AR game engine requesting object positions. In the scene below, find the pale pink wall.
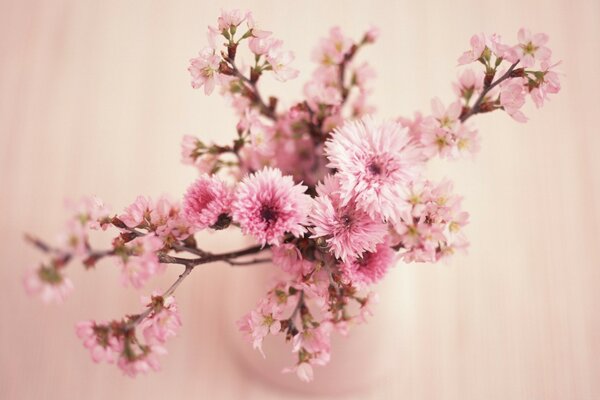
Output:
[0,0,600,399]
...
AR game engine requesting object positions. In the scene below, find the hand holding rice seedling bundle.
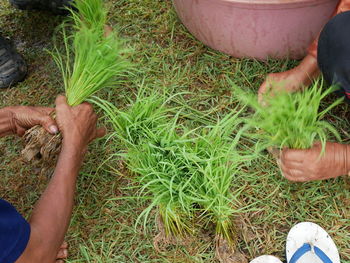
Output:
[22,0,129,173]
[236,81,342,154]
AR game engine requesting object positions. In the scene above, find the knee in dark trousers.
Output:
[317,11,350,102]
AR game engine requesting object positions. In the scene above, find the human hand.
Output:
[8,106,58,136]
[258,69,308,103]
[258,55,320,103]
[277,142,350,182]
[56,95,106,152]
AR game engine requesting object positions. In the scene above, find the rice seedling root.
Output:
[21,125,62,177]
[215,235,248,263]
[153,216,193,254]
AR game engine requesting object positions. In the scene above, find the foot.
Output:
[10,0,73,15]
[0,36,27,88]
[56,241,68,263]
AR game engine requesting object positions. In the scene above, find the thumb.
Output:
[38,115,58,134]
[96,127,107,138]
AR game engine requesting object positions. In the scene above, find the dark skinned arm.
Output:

JOB →
Reproduce the material from the line that has "in dark trousers." through the line that has "[56,95,106,152]", request lines included and unchanged. Multiply every bounding-box coordinate in the answers by 2.5 and round each to a whole number, with halves rounded up.

RESULT OF THIS EXERCISE →
AR game engine requesting object positions. In the scene above, find the knee in dark trousers.
Output:
[793,28,875,255]
AR game engine requesting object positions. In the scene above, find the human hand.
Output:
[20,265,145,340]
[645,173,770,258]
[645,138,800,258]
[693,355,875,455]
[140,238,265,380]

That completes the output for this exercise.